━━ DATASET ENTRIES ━━
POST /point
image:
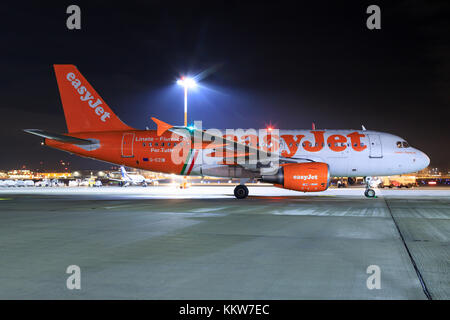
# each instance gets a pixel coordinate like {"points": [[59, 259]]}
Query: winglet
{"points": [[162, 126]]}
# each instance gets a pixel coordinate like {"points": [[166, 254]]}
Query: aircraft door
{"points": [[376, 150], [127, 145]]}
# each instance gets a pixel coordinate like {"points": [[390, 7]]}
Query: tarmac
{"points": [[202, 243]]}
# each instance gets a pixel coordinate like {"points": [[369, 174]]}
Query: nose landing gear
{"points": [[369, 193], [241, 191]]}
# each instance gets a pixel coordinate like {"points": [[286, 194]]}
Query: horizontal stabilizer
{"points": [[58, 137]]}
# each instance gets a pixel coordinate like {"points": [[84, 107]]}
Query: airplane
{"points": [[128, 179], [301, 160]]}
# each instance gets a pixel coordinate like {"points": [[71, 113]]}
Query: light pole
{"points": [[186, 83]]}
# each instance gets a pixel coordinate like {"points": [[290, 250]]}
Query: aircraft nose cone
{"points": [[426, 160]]}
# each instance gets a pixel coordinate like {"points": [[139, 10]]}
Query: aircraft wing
{"points": [[234, 149], [58, 137]]}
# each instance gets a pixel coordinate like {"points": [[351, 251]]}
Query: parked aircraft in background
{"points": [[306, 158], [131, 179]]}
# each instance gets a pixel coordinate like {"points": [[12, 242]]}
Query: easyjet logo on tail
{"points": [[85, 95]]}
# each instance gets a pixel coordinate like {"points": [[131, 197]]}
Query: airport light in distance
{"points": [[186, 83]]}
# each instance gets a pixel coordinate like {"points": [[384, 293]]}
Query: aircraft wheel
{"points": [[241, 191], [369, 193]]}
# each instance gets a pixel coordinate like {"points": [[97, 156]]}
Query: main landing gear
{"points": [[369, 193], [241, 191]]}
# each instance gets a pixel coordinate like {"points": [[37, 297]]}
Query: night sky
{"points": [[285, 63]]}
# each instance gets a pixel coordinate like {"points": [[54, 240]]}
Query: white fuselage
{"points": [[347, 152]]}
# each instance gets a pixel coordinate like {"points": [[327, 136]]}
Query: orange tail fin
{"points": [[84, 109]]}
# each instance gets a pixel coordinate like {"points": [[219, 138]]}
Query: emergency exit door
{"points": [[127, 145], [376, 150]]}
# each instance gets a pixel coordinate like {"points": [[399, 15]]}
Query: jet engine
{"points": [[306, 177]]}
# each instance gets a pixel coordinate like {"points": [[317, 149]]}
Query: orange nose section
{"points": [[307, 177]]}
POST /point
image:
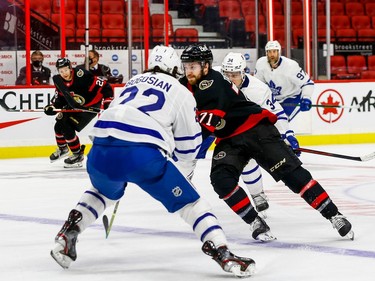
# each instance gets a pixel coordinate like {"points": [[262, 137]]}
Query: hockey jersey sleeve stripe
━━━
* WHAT YOU NEED TO DO: Pull out each line of the material above that contains the string "gear", matching its case exactly.

* OUTPUT FOR THIS EXERCISE:
Query: nose landing gear
Query: main landing gear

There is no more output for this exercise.